[Items from a pointing dataset]
--- --- ---
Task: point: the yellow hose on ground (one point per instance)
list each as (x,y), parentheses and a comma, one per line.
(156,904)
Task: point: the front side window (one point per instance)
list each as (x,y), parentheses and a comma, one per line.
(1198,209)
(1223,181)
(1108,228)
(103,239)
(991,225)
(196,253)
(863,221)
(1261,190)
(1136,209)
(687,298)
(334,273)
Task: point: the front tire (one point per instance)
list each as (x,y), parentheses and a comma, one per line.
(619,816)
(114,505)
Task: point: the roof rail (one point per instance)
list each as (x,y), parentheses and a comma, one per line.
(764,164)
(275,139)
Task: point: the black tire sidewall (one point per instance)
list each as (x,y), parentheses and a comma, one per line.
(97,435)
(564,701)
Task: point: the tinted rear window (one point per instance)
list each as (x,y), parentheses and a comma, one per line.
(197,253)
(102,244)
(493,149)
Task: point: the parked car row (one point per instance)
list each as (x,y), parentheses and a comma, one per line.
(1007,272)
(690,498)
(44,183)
--- --- ---
◆ **TASK GOAL**:
Output all of the items above as a two-column CSV with the header columns "instruction" and "answer." Each item gets one row, with each field in double quotes and any line breaks in a field replaced by spaces.

◆ **ANSWER**:
instruction,answer
"Task: point: the yellow hose on ground (one point per instance) list each as (x,y), parentheses and a comma, one per line.","(156,904)"
"Task: point: the front side window (one point per instance) list each as (x,y), parentheses and a comma, one per line.","(1198,209) (1223,181) (1108,228) (103,239) (991,225) (196,253) (863,221) (1261,190) (1136,209) (687,298) (334,273)"
"Task: point: the front tire (one point per instance) list each as (x,y), parentheses and a comma, one per line.","(619,816) (114,505)"
"Task: point: the roof rail (one point per instance) list each as (x,y), parentheses and a comma, one per line.","(764,164) (275,139)"
"Task: point: the black tire sidewall (one point per instance) list each as (x,y), parentheses and a comma, one per line.","(97,435) (564,701)"
"Task: point: the tinted rear window (one point per instance) list each as (x,y), parentheses and a comma, one per line.","(197,253) (102,244) (493,149)"
"Task: point: the parked car row (one point per instance) list each as (x,y), parentheses and a comma, one per line.","(1007,272) (690,498) (44,183)"